◆ **Your objective**: Continue the piece on media accountability and psychiatric drugs, picking up after its final sentence.

◆ **Page extract**:

****

A question of accountability

Is there an organized effort (lobby?) that pressures the media to disclose the pharmaceutical ties of the people they are interviewing?

The media habit of publishing a story, such as this one, and failing to disclose that some, if not all of  the “experts” quoted have ties to pharma, is just not good journalism.

So, who is forcing the media to be more accountable in this area?

I am doing my bit where I can and so are you, but I would like to know if there are organizations that are doing this more systematically.

Here’s what I object to in the NY Times article

I read the NY Times article Child’s Ordeal Shows Risks of Psychosis Drugs for Young. This is a bit of a rambling discourse because I am still feeling quite jet-lagged. I doubt if I’m making my points clearly.

I suppose I should be grateful if focusing on children to highlight the problem with psychiatric drugs will also benefit adults who feel they are being force medicated and overmedicated. Doctors don’t seem to be making the mental leap, judging by what I read in the article. Actually, the article made me extremely angry because it seems that the focus on children may be diverting attention from the greater flaws in the drug paradigm system. I am very cranky after reading this article.

If you read the comments section that accompanies this article, you will see that a great deal of the criticism is directed against  the doctors who prescribed the drugs, but equally against the mother who allowed this to happen. Everybody has jumped all over this one and readers have offered up all kinds of parenting advice. Show us an innocent child and we all say, oh, it is obvious that the parent didn’t know what she was doing when she medicated this child. All the family needs is counselling, not drugs. True, true, but how does this change when the child is an adult? What seems ridiculously easy to spot in children somehow becomes “a true illness” as soon as they reach the age of psychosis, which is 15 to 25 in men and 25 to 35 in women.

I’ll start with the word “young” in the title of the article “Child’s Ordeal Shows Risks of Psychosis Drugs for Young.” The risks are the same for everybody – weight gain, diabetes, leaking breasts. Why isn’t this point made more forcefully? I guess the answer is found in the quote from Dr. Gleason, below. Apparently, there is mental illness for which antipsychotics can be justified.


Dr. Gleason says Kyle’s current status proves he probably never had bipolar disorder, autism or psychosis. His doctors now say Kyle’s tantrums arose from family turmoil and language delays, not any of the diagnoses used to justify antipsychotics.

So, the myth will continue to be peddled by people who benefit from enforcing these labels that there is something akin to true bipolar, autism or psychosis. Where’s the scientific validation, doctor, for mental illness? Show me! Dr. Gleason’s justifying antipsychotics is opinion based on wishful thinking. It is laughably easy to see that Kyle suffered from poverty, and a medically naive young unwed mother. It is not so easy, but shouldn’t be impossible, to figure out that adults with these labels are just children who have aged a few years.

****

◆ **Study material**:
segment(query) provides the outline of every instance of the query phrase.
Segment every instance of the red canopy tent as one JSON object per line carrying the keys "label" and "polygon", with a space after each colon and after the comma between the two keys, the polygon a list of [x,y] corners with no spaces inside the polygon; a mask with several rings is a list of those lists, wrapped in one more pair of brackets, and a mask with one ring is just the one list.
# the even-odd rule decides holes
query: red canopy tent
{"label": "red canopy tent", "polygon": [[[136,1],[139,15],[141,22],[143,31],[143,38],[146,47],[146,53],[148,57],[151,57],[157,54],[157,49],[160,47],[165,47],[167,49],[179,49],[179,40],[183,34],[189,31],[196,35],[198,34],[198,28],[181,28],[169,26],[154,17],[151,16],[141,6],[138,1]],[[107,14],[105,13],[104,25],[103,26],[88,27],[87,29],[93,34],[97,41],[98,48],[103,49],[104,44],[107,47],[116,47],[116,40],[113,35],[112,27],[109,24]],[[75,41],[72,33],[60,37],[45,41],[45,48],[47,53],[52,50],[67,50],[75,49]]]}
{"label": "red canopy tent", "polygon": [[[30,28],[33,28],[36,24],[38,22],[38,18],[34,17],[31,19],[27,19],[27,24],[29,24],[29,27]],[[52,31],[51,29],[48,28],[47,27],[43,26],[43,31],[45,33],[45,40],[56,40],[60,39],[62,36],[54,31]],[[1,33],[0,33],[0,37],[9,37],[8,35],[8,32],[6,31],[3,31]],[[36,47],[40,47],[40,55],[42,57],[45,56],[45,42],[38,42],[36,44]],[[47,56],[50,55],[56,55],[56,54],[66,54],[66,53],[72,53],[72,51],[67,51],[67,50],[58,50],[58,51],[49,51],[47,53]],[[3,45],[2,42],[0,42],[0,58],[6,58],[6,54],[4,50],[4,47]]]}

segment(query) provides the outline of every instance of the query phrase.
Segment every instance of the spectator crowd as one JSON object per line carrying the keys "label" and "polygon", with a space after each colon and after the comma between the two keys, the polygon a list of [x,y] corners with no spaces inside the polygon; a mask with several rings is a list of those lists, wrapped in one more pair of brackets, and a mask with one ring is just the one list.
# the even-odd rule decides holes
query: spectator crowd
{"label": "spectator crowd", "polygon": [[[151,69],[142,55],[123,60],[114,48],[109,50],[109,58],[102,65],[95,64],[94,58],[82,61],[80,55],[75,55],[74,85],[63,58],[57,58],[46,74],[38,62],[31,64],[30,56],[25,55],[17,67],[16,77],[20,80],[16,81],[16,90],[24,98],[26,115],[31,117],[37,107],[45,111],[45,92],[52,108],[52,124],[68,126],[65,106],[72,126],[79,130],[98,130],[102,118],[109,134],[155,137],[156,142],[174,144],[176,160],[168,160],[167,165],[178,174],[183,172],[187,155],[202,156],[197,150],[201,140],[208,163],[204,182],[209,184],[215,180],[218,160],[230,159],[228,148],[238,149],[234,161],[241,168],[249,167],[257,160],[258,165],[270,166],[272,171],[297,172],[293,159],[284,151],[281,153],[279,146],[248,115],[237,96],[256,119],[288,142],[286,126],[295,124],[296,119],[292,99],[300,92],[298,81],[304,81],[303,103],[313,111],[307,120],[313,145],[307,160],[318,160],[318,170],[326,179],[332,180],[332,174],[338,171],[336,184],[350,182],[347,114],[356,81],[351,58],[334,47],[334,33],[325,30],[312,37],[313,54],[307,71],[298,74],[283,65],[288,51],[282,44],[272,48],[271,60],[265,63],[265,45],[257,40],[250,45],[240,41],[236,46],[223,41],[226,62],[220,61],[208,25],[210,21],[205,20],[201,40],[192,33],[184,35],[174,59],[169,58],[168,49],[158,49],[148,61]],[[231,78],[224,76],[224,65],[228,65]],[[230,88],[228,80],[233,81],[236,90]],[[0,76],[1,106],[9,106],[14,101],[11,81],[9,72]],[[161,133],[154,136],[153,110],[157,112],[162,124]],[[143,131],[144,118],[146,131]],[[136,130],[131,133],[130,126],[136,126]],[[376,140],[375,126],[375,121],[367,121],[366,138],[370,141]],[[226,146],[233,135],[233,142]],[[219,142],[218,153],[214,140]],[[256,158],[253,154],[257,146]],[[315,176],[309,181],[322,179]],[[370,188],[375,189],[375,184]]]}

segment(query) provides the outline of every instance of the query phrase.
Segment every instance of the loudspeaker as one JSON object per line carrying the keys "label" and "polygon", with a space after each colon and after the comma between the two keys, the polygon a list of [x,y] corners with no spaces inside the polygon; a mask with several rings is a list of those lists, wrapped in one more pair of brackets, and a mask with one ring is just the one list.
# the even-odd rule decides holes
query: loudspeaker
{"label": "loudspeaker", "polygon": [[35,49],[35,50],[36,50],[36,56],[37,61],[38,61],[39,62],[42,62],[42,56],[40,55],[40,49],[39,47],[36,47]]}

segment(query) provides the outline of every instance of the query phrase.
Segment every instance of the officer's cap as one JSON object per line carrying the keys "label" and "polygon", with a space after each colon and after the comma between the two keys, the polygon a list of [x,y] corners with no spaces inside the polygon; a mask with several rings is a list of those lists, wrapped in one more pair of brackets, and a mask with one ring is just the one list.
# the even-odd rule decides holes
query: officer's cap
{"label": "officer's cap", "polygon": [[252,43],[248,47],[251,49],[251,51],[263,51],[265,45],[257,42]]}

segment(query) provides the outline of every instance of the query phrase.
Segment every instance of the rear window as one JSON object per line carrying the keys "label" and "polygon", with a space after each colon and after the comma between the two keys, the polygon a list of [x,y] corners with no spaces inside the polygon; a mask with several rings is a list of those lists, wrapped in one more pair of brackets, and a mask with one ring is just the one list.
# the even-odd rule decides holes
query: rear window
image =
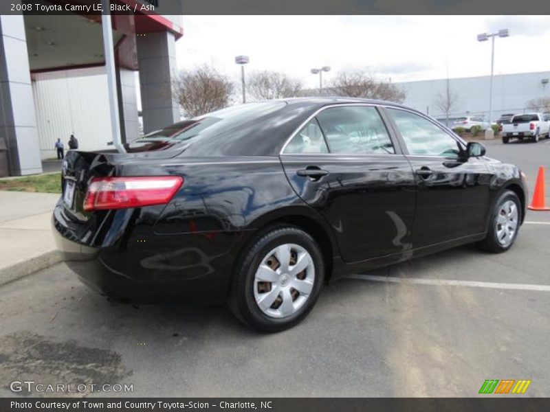
{"label": "rear window", "polygon": [[285,102],[261,102],[227,107],[180,122],[143,137],[145,139],[193,141],[206,135],[243,126],[249,122],[283,108]]}
{"label": "rear window", "polygon": [[529,122],[538,122],[538,115],[518,115],[514,116],[512,123],[529,123]]}

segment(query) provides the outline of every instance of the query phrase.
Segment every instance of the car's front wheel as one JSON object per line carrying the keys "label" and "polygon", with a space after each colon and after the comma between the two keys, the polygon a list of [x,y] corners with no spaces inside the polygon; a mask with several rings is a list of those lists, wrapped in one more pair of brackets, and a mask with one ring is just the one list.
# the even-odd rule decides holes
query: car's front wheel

****

◆ **Response area**:
Here’s the myth being promulgated in one of the comments to this article. Stephen Reidbord, MD, San Francisco writes: Antipsychotics are tremendously helpful for severe conditions such as schizophrenia, where the benefits usually outweigh the considerable risks. For lesser conditions, the risk/benefit ratio swings the other way.

The benefits to whom, exactly? Prove that they are “tremendously helpful.” Where’s the evidence? How patronizing.

…………………
“There are too many children getting on too many of these drugs too soon,” Dr. Mark Olfson, professor of clinical psychiatry and lead researcher in the government-financed study, said.

You mean that it is okay to get on these drugs later?
…………………

The article, which is not remarkable because there are so many of them today, has left me furious because it’s trying to separate obvious innocents from the older victims of this abuse. Since “Kyle” is a bright happy six year old today, he couldn’t possibly have had “real” psychosis. Anyone reading the article would agree. Now what about the over 18s?

How many of us are really excellent parents? Poor parenting? Yes and no. Parenting is difficult no matter who you are. Nobody, but nobody gets it consistently right. Some parents, such as single and divorced parents, are obvious candidates for criticism, particularly if they are poor, and they are forced to bear the brunt of the criticism because their situation is dysfunctional. The public at large gets this, as the comments to the article attest. What the public doesn’t often grasp when they get on the single parent bandwagon is that no matter who you are or how old you are when you first have children, having children doesn’t give us sudden wisdom. It increases the strain. Just getting married increases our anxieties. Having more children increases stress.

There is a good comment in the comments section from CJ, of Fort Wayne, Indiana. She gets it and is willing to admit that she was struggling, too.

Back in the day (1970) when my eldest son was about 5, I found him difficult to handle, easily distracted and inclined not to obey. Bright and articulate, he nonetheless made me crazy and unable to deal with him, much less his two younger brothers.Around that time, the term “hyperactive” first came into play, a condition with which even his pediatrician was unfamiliar. J. was hospitalized for 2-3 days for observation and then prescribed Ritalin. The results of the medication were that they calmed J. right into oblivion. In other words, it totally knocked him out for the afternoon or… it didn’t effect him at all. We never knew which to expect.

We kept him on it for most of the 30-day prescription, at which time it was either strengthen the dosage or take him off it. I opted to take him off it, without consulting the doctor, “asking” permission or anything else. It was breaking my heart to see what was happening to my bright-eyed firstborn.

Although he’s had his issues throughout the years, at least I know they weren’t caused by over-medication administered by his parents. And today he’s a happily married, soon-to-be-45-year-old –– hard-working, responsible and still employed, despite the economic downturn.

In retrospect, his father and I were 23 when we had him, both emotionally young, hyperactive adults prone to nervousness. What, then, could we expect in our little ones?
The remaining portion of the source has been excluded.